INSTRUCTION> Put everything from the line containing "Mark the innermost point of each instance of the chrome faucet." down to the line containing "x=326, y=422" into a numbered list, skipping blank lines.

[Pointing records]
/---

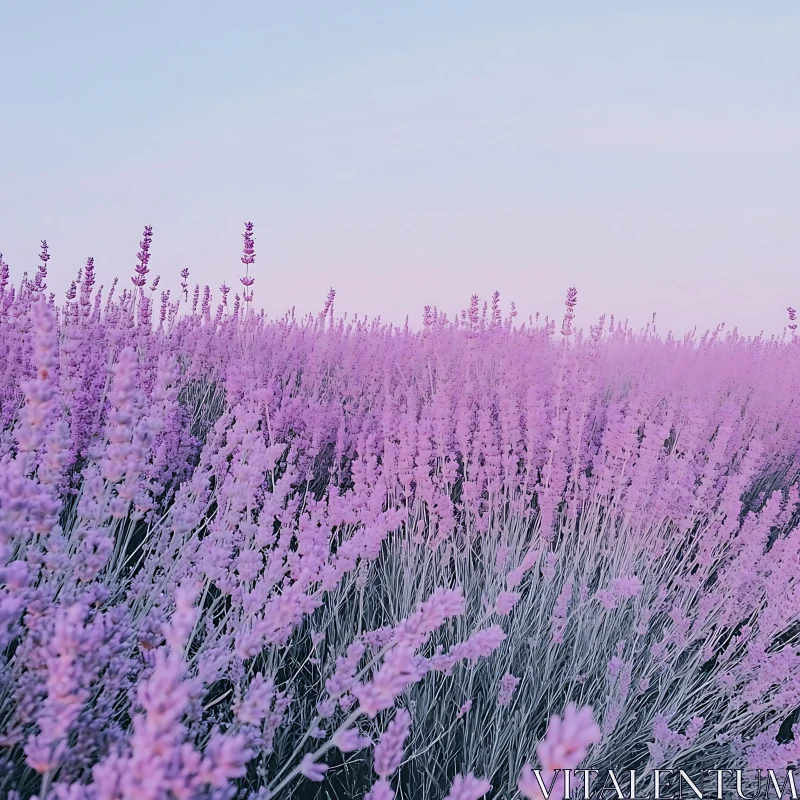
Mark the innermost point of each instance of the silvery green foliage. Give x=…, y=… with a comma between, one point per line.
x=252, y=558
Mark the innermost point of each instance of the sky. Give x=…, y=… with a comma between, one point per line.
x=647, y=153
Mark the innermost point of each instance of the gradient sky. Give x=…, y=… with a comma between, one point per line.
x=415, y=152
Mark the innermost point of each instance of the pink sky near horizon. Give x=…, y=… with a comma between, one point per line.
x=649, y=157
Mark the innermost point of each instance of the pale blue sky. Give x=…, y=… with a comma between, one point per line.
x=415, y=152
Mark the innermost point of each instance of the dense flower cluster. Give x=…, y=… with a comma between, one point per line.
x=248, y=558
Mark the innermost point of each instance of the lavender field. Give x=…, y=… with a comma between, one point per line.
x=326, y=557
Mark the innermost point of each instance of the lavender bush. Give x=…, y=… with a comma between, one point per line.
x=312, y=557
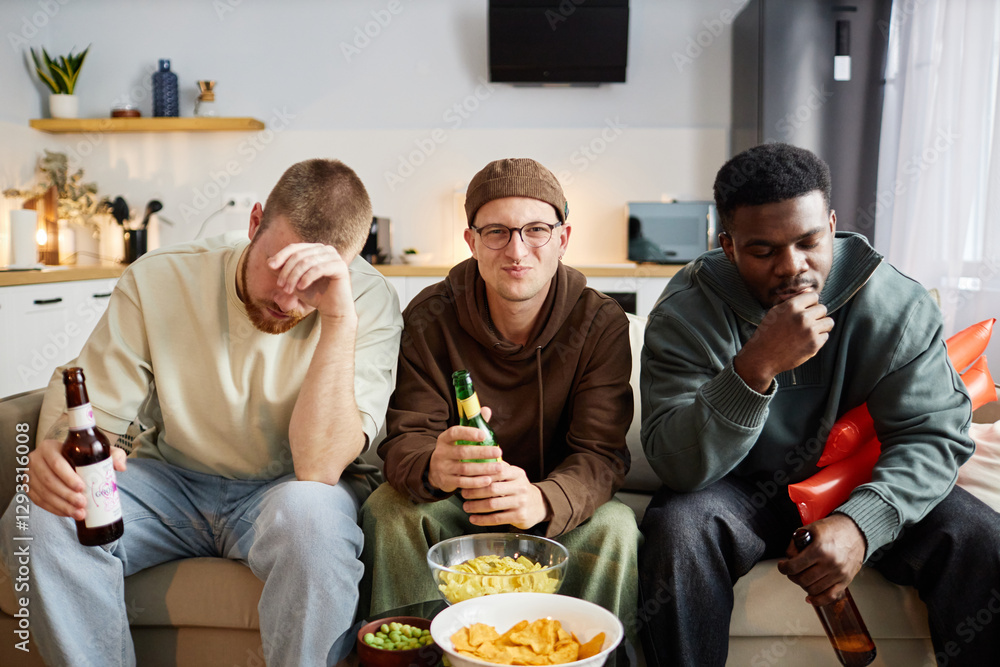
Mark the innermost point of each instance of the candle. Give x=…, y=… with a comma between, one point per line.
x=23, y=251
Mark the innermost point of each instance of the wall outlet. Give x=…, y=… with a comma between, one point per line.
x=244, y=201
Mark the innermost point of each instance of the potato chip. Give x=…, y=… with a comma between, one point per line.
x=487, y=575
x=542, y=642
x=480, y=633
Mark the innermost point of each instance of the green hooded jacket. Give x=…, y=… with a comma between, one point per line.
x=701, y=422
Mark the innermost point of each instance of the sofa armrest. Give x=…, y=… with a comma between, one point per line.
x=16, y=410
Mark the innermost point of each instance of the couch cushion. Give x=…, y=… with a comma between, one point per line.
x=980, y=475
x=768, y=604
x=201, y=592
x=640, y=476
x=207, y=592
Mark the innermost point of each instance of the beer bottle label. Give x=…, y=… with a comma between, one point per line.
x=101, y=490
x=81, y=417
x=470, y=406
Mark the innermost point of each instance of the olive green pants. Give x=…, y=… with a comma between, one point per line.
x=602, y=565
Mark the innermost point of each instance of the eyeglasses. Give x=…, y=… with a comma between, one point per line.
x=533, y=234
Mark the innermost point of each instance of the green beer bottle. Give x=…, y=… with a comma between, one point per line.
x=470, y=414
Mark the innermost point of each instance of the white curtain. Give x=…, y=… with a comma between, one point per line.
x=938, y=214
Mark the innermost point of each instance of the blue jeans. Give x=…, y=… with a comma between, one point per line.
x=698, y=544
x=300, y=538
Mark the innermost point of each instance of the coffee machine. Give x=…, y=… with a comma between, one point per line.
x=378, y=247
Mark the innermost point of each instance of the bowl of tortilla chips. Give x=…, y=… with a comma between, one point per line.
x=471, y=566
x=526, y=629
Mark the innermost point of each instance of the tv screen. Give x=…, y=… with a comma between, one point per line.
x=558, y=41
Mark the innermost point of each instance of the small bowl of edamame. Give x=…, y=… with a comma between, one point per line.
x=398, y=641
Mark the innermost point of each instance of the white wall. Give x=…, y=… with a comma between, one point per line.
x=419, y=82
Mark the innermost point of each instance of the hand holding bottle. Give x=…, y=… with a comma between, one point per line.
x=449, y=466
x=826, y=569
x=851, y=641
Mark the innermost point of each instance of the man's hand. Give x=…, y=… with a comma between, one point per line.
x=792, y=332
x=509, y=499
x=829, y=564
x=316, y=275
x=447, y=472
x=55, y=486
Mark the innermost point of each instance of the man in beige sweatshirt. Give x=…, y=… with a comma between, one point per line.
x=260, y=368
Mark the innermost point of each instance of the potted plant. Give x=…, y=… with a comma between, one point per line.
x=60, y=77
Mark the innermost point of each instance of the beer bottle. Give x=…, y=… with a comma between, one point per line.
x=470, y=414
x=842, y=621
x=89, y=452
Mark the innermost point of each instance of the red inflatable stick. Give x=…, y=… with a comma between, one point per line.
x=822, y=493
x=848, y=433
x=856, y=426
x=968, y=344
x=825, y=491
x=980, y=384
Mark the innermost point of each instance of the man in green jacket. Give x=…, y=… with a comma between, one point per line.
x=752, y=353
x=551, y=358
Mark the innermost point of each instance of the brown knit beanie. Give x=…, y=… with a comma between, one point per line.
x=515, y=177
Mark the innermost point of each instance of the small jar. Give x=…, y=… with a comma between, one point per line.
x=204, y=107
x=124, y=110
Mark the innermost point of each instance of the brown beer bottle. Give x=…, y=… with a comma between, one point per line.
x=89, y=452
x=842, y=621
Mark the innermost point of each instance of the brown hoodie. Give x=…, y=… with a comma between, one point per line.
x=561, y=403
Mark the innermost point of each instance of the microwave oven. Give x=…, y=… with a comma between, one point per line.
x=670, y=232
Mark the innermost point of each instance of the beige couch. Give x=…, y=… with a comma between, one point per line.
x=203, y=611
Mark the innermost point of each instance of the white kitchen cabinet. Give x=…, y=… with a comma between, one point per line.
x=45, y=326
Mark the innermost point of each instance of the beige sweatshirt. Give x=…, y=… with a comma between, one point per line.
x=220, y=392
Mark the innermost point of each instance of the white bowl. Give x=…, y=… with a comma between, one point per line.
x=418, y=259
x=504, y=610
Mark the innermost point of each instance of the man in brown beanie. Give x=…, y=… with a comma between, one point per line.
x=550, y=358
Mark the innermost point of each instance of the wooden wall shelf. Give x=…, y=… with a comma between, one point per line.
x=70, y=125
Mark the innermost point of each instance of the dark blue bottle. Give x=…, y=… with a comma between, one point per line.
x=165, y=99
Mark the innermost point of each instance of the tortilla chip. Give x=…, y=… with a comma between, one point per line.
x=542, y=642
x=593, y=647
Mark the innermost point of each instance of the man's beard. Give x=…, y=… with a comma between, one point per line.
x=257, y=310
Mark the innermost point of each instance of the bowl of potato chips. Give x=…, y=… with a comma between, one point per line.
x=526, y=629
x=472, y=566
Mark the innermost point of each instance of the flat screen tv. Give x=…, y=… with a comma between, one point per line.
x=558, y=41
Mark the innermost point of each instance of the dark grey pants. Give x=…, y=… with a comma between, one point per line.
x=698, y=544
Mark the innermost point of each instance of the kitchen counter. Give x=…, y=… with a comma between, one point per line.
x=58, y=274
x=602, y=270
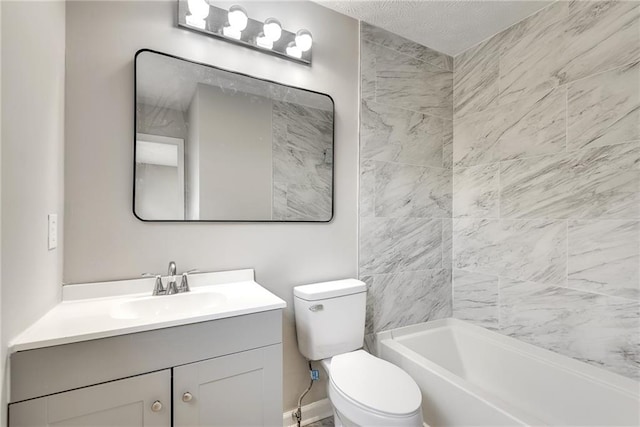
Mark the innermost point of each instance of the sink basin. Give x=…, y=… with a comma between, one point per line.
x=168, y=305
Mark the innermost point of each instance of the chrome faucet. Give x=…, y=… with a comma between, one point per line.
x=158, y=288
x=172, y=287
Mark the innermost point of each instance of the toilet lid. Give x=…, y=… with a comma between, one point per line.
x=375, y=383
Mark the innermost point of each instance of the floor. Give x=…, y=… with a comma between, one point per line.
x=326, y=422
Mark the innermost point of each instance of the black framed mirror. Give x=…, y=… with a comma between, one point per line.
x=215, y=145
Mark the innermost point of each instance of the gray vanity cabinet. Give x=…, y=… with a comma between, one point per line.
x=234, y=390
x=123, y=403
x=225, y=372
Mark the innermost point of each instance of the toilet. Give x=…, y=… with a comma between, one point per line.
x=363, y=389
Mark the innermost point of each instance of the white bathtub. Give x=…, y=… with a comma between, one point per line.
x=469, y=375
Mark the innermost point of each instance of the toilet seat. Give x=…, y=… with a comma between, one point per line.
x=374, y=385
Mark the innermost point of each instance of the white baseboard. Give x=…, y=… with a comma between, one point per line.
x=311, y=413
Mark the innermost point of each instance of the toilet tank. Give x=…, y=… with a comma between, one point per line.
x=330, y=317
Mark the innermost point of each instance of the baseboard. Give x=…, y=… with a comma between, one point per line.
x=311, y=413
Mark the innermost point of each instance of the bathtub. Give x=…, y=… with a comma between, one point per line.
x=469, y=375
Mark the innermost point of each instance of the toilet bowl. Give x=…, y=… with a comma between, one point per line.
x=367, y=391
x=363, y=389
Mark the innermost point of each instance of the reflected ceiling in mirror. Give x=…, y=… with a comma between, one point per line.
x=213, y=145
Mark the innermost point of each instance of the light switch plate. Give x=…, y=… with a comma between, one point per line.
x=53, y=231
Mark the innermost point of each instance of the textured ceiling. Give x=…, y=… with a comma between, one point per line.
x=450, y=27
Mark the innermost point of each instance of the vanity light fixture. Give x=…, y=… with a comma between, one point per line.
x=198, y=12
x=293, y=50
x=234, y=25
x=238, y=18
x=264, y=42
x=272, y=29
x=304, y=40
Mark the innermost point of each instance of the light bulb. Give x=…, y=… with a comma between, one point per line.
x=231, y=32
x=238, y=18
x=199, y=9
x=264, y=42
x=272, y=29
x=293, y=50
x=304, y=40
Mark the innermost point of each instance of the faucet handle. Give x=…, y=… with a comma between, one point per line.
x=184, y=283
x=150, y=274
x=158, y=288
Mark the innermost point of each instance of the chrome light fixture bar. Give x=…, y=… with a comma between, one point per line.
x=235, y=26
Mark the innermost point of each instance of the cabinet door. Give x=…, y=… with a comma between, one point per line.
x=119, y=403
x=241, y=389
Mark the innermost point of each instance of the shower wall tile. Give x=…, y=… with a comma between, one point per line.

\---

REPLY>
1. Mark the innermost point of each instance of the chrome faucet. Give x=…, y=… with a comma between, one point per line.
2. x=158, y=288
3. x=172, y=287
4. Mark the innermost point of each instance of the toilet lid. Give x=…, y=… with a comma between, one point per line.
5. x=375, y=383
6. Mark the innermost point of each instance of the floor. Give x=…, y=… with a comma between, one point per line.
7. x=326, y=422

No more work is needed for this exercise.